Generation after generation, Palestinians are still holding the keys to their original homes to return to their land in Palestine. This return is not simply a right bestowed upon Palestinians by the international community. Far more than this, return for Palestinians is an inherent part of their identity, freedom and dignity. Each year, the laws and unwritten policies of the Israeli occupation make return more difficult for the many Palestinians living beyond its borders. The United States turns a blind eye to the growing number of its own citizens, Palestinian and otherwise, who have been denied entry to Palestine. Denying Palestinians and others access to the land of historic Palestine highlights the incredible fear doctrine that has been constructed within Israeli society; Israeli leaders fully understand that recognizing this right of return means the beginning of the end of the settler-colonial state.

During these 65 years of occupation, we have witnessed the return of many refugees—with the support of the international community—to their homes in Bosnia, East Timor, Rwanda and Sierra Leone. Meanwhile, the Palestinian refugee population is ever increasing within the camps of Lebanon, Syria, Jordan and in the diaspora. Palestinians in the camps spend their entire lives as refugees, often only minutes away from their original villages and homes, with walls and checkpoints forever partitioning them from the reality of return.

Now, with the current escalation of violence in the region, Palestinian refugees in Syria have become refugees once more. Absent a homeland to which they can return, the issues of landlessness, violence and militarized borders have become more pressing than ever. Women and children are among the tens of thousands of refugees who now live in camps in Lebanon, Jordan and Turkey. The vulnerability of these communities is escalating.
────────────────
* _Written instruction 1_
Report every line in the rows below that contains the string "luggage", copying each line in full. Case counts.

Pointing entries for named objects:
────────────────
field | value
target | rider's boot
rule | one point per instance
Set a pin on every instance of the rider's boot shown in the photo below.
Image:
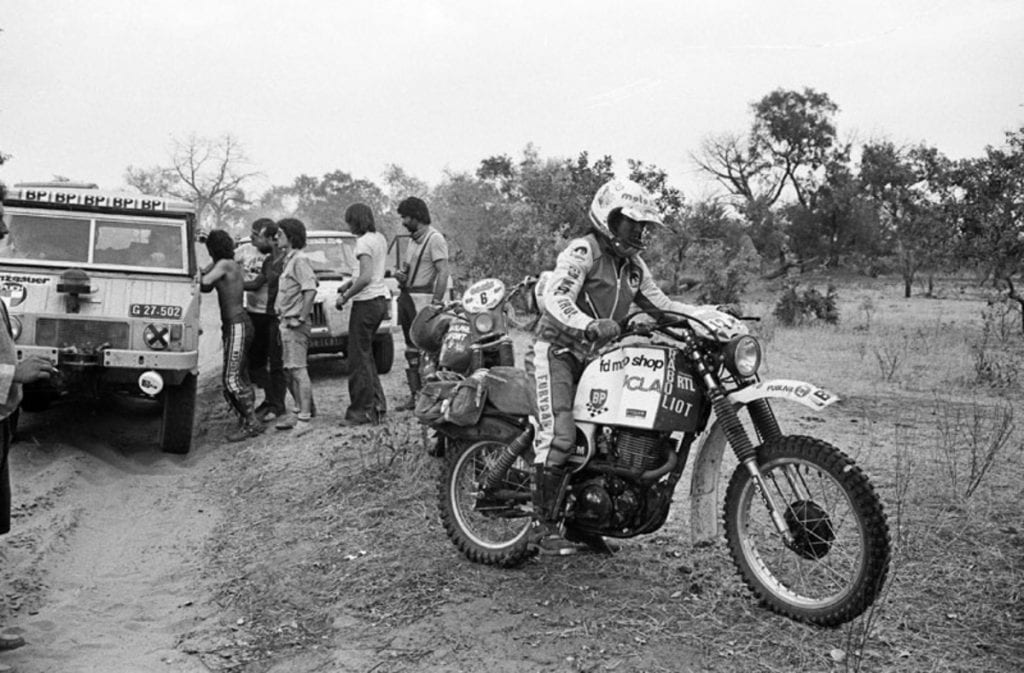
(546, 537)
(592, 542)
(415, 383)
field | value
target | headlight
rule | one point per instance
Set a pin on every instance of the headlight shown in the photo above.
(483, 323)
(742, 356)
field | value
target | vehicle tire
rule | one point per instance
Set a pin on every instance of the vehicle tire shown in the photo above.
(383, 350)
(179, 416)
(839, 558)
(492, 533)
(35, 403)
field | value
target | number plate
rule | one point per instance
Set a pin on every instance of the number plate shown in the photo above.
(155, 310)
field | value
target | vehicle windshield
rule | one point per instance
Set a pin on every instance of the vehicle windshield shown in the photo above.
(62, 240)
(332, 255)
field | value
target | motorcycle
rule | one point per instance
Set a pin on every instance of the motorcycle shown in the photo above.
(802, 521)
(463, 336)
(460, 338)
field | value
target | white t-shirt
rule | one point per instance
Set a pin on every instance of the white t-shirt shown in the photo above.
(375, 245)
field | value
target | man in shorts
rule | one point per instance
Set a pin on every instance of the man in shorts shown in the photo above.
(296, 291)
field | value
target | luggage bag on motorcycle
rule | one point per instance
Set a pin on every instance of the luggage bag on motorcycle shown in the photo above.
(432, 401)
(500, 389)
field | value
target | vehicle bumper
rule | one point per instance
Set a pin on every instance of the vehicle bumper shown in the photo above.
────────────────
* _Written instruction 2_
Extend the passage on Palestinian refugees and the right of return, picking up after its final sentence.

* _Written answer 1_
target | luggage bag on motorcycle
Set a pin on every instance of the luggage bag on motorcycle shown in the photo above.

* _Written answer 2_
The Arab uprisings that began in 2011 have changed the political landscape of the Middle East and opened the door for many new possibilities. Shedding the fear of decades-long repression, the people have united to challenge and overthrow the dictatorial regimes of the Arab world. Soon after the end of Mubarak’ rule in Egypt and Ben Ali’s rule in Tunisia, in a moment inspired by the uprisings of their Arab neighbors, the image of return for Palestinians transformed into an imminent possibility. In May 2011, thousands of Palestinian refugees and others marched to the borders of Palestine from Lebanon, Syria and Jordan. Some Palestinians were able to cross the border and visit their family’s homes for the first time in their lives, risking everything along the way. This action gave Palestinians a glimpse of freedom, as well as a more complete picture of the obstacles that obstruct the path to their homeland. Their march homeward symbolized a people suspended somewhere between time and space, living on the margins of society and within the borders of their dreams. Their march home lifted the spirits of many around the world, especially Palestinians, for it was one of the first moments since 1948 when return became a reality; it became a palpable movement rather than an abstract notion.

On the other hand, the Arab movements and the Palestinian march of return in 2011 have created much cause for concern within Israel. The repressive Arab regimes were longstanding allies of Israel, allies that did not challenge its brutal and discriminatory actions and policies towards Palestinians. As these regimes fell, Israel began to fortify and deepen its borders with Egypt, Jordan and Syria, creating more distance between itself and the region. With the movements in the Arab world still in formation, the future of the Middle East looks uncertain and unstable. Moving forward to tangible change is a process that will take years. However, return for Palestinians is among the changes that will have to take place to ensure freedom for all the people of the region.

The role of western powers, particularly the United States and the state of Israel, will also have to be confronted and redefined if any progress is to be made. The minority of the world cannot go on living at the expense of the majority. Security and superiority cannot supersede justice and dignity. Despite Israel’s best efforts at dividing and fragmenting the Palestinian population, for 65 years the Palestinian people have maintained their struggle for return to their original homes and villages.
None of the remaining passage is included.